◆ Exercise requirements:
1 - In the post on Turley and Dershowitz, rewrite the passage that begins at the words "Jonathan Turley Criticizes" and ends after "impeach Donald Trump.", putting "Judiciary Committee of the House" wherever "House Judiciary Committee" appears.
2 - According to the post on Turley and Dershowitz, at which university is Turley a law professor?

◆ Excerpt provided:
______________________________

Jonathan Turley Criticizes Alan Dershowitz’s “Suprising and Baffling” Claims on the Floor of the Senate

Turley

Some of you remember Jonathan Turley.  He is the George Washington University law professor who testified before the House Judiciary Committee during the impeachment inquiry.  Turley argued that there was not enough evidence to impeach Donald Trump.

Turley still believes that the House did not have enough evidence (at least right now) to impeach Trump.  But he also thinks the current Trump defense during the Senate trial is filled with problems.  This is especially the case with Alan Dershowitz’s claims that removal from office in an impeachment trial requires a crime.  Turley believes that abuse of power is an impeachable offense, he just doesn’t believe that the House has made its case for the abuse of power.  Moreover, Turley rejects Dershowitz’s argument that Trump had every right to solicit Ukraine’s help in the investigation of his political rival because Trump believed he was doing so for the “public interest.”

Here is Turley today in USA TODAY:

While I praised Dershowitz’s presentation of his theory on Monday as cogently and powerfully argued, I still believe that he is fundamentally wrong in maintaining that impeachable offenses must be based on actual crimes or “crime-like” conduct. However, the tight argument on Monday seemed to gradually loose more and more definition with every hour and day. Dershowitz declared that “Every public official that I know believes that his election is in the public interest. And mostly, you’re right. Your election is in the public interest. And if a president does something, which he believes will help him get elected in the public interest, that cannot be the kind of quid pro quo that results in impeachment.”

______________________________

◆ Provided material:
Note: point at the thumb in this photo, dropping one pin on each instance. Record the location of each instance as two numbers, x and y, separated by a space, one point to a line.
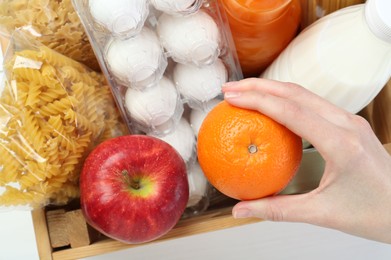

______________________________

◆ Answers to the exercises:
1 -
Jonathan Turley Criticizes Alan Dershowitz’s “Suprising and Baffling” Claims on the Floor of the Senate

Turley

Some of you remember Jonathan Turley.  He is the George Washington University law professor who testified before the Judiciary Committee of the House during the impeachment inquiry.  Turley argued that there was not enough evidence to impeach Donald Trump.

2 - George Washington University.